*** Opening Available data ***

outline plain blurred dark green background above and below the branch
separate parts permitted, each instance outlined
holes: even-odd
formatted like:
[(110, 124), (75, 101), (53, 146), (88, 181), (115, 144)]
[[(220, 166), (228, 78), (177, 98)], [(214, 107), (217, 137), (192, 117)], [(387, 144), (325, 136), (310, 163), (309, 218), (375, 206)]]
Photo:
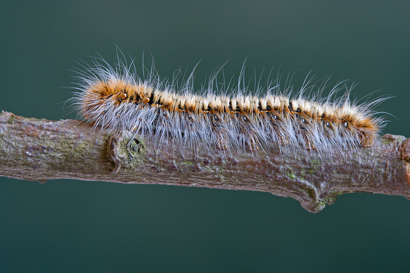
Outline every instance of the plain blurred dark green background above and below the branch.
[[(44, 4), (43, 4), (44, 3)], [(408, 1), (3, 3), (0, 110), (58, 120), (74, 59), (149, 51), (163, 77), (229, 60), (395, 96), (385, 133), (410, 136)], [(266, 75), (266, 74), (265, 74)], [(266, 80), (266, 78), (265, 78)], [(374, 96), (374, 97), (375, 97)], [(406, 116), (407, 115), (407, 116)], [(408, 271), (410, 201), (348, 194), (319, 214), (268, 193), (0, 178), (0, 271)]]

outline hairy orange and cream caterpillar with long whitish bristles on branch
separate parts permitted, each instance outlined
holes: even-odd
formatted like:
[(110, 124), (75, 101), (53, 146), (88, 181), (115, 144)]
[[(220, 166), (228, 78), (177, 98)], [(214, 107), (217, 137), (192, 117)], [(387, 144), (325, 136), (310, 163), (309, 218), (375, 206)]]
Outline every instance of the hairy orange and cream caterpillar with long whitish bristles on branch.
[[(373, 109), (386, 98), (351, 102), (354, 85), (347, 87), (345, 81), (324, 98), (320, 96), (327, 81), (314, 93), (308, 77), (298, 92), (290, 83), (282, 88), (277, 79), (264, 90), (258, 83), (254, 95), (240, 84), (243, 67), (237, 87), (229, 83), (214, 90), (219, 69), (208, 88), (195, 91), (193, 73), (178, 88), (175, 80), (161, 79), (153, 66), (139, 77), (125, 58), (118, 57), (114, 67), (99, 57), (81, 66), (71, 100), (82, 118), (94, 127), (128, 130), (159, 141), (252, 152), (290, 145), (333, 153), (372, 146), (385, 123)], [(344, 95), (334, 98), (342, 89)]]

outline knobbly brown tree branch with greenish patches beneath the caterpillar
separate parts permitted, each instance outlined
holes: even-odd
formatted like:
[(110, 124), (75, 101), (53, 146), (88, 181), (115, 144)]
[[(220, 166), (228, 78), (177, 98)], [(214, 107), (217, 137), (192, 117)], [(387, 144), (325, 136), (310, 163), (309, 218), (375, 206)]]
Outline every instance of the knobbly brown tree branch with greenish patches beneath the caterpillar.
[(70, 178), (270, 192), (310, 212), (353, 192), (410, 199), (410, 139), (384, 135), (368, 149), (320, 155), (286, 146), (264, 152), (188, 148), (78, 120), (0, 114), (0, 176)]

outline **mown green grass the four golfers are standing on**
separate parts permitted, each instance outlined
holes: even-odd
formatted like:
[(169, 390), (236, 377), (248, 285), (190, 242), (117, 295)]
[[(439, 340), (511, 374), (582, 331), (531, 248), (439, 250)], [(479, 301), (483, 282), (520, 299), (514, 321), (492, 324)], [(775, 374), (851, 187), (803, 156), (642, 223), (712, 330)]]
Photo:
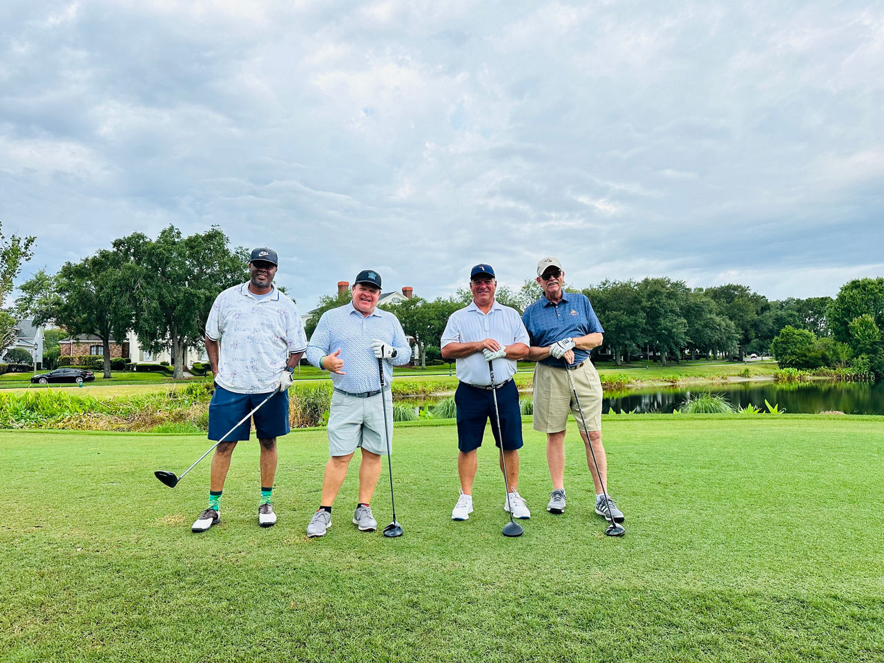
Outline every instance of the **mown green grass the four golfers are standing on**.
[[(570, 424), (574, 433), (574, 424)], [(276, 527), (257, 525), (258, 448), (234, 453), (202, 535), (199, 436), (0, 433), (0, 659), (51, 661), (884, 660), (884, 420), (617, 415), (603, 428), (623, 538), (591, 509), (569, 434), (568, 511), (545, 512), (545, 443), (525, 423), (525, 535), (500, 535), (503, 482), (479, 453), (469, 522), (452, 425), (397, 426), (400, 539), (326, 537), (324, 431), (280, 442)], [(487, 439), (487, 438), (486, 438)], [(386, 472), (386, 466), (384, 469)], [(372, 507), (391, 518), (386, 474)]]

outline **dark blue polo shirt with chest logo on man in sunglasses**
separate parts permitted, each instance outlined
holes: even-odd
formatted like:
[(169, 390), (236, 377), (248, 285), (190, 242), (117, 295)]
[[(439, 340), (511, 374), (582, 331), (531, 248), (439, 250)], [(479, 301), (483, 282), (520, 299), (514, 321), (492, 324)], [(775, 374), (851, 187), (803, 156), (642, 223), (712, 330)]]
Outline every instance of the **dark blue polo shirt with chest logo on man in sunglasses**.
[[(601, 323), (598, 322), (596, 312), (592, 310), (592, 304), (585, 294), (562, 293), (561, 301), (553, 304), (546, 299), (546, 295), (540, 295), (540, 299), (525, 309), (522, 313), (522, 322), (534, 347), (552, 346), (560, 339), (576, 338), (586, 334), (604, 333)], [(574, 348), (574, 362), (583, 362), (590, 358), (589, 350)], [(548, 366), (564, 367), (564, 359), (546, 357), (540, 360)]]

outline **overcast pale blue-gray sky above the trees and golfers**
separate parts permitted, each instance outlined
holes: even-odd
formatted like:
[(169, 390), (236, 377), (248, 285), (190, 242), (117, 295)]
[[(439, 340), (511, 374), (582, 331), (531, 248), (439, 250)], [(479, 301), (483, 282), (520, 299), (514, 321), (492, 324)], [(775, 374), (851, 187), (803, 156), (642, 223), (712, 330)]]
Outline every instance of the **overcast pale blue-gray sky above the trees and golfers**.
[(884, 275), (884, 6), (0, 4), (0, 219), (27, 277), (133, 231), (267, 245), (302, 310), (667, 276)]

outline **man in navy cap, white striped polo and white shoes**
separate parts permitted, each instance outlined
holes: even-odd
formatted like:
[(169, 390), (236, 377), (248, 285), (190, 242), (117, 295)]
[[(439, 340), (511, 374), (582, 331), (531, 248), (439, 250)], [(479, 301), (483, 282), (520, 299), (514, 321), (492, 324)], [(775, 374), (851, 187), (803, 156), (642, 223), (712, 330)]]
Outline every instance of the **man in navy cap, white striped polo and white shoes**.
[[(473, 513), (473, 481), (478, 468), (478, 448), (482, 446), (485, 424), (491, 419), (497, 446), (503, 450), (507, 466), (508, 499), (504, 510), (513, 509), (514, 518), (530, 518), (531, 512), (517, 490), (519, 449), (522, 448), (522, 412), (519, 390), (513, 376), (516, 361), (528, 354), (528, 332), (518, 311), (494, 299), (497, 280), (489, 264), (477, 264), (469, 273), (473, 301), (453, 312), (442, 332), (442, 356), (456, 359), (460, 384), (454, 392), (457, 406), (457, 472), (461, 496), (451, 513), (452, 520), (469, 520)], [(494, 382), (488, 362), (493, 362)], [(500, 429), (494, 412), (492, 389), (497, 392)]]

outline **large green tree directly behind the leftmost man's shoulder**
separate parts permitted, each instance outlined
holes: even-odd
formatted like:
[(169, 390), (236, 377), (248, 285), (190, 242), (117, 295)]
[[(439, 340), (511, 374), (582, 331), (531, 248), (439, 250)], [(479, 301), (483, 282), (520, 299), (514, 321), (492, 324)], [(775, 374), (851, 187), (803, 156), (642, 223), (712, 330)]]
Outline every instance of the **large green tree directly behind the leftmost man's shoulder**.
[(129, 288), (141, 345), (154, 352), (169, 348), (172, 377), (184, 377), (187, 347), (202, 347), (217, 294), (248, 280), (248, 252), (230, 248), (217, 226), (184, 237), (170, 225), (156, 240), (135, 232), (113, 246), (137, 266)]

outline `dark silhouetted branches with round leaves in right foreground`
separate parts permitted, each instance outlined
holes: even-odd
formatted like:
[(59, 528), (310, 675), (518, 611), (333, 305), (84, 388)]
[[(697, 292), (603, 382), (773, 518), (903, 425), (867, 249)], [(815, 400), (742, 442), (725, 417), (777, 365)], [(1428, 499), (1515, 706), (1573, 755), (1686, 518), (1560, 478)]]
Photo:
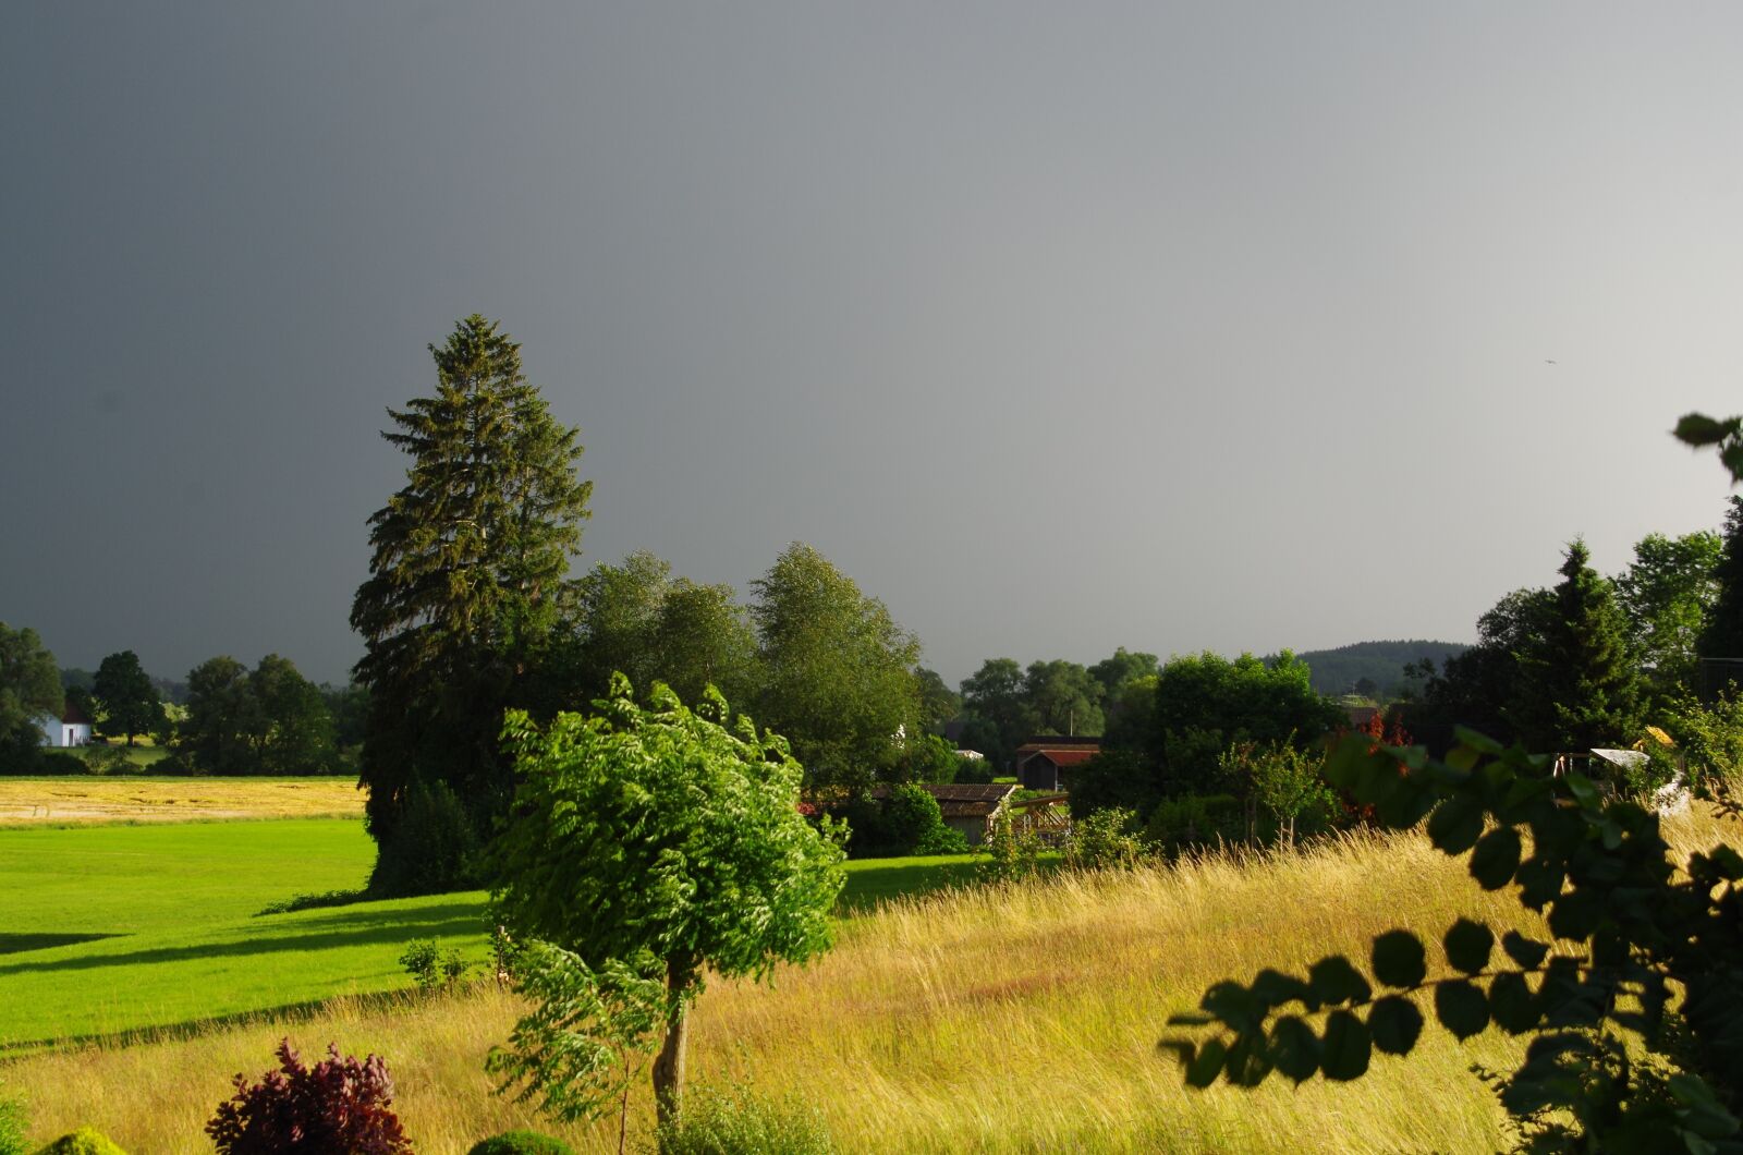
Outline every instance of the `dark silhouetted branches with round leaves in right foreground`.
[(1389, 930), (1367, 972), (1333, 954), (1306, 975), (1218, 982), (1170, 1021), (1201, 1029), (1161, 1043), (1189, 1085), (1360, 1078), (1375, 1050), (1417, 1045), (1429, 1001), (1461, 1040), (1490, 1026), (1536, 1036), (1495, 1080), (1536, 1150), (1743, 1153), (1743, 857), (1719, 844), (1679, 872), (1656, 813), (1466, 729), (1445, 762), (1351, 736), (1326, 780), (1384, 825), (1428, 818), (1436, 848), (1546, 912), (1555, 942), (1461, 918), (1440, 942), (1447, 977), (1429, 979), (1414, 932)]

*** Closing Available data ***

● Problem to solve
Set down, exactly as they stand above, the lines starting with the line with "Outline every instance of the **overcast" and going on through the line with "outline **man in", and no others.

● Task result
Outline every instance of the **overcast pale blue-gray sky above the trees and golfers**.
[(884, 275), (884, 6), (0, 4), (0, 219), (27, 277), (133, 231), (267, 245), (302, 310), (667, 276)]

outline **man in navy cap, white striped polo and white shoes**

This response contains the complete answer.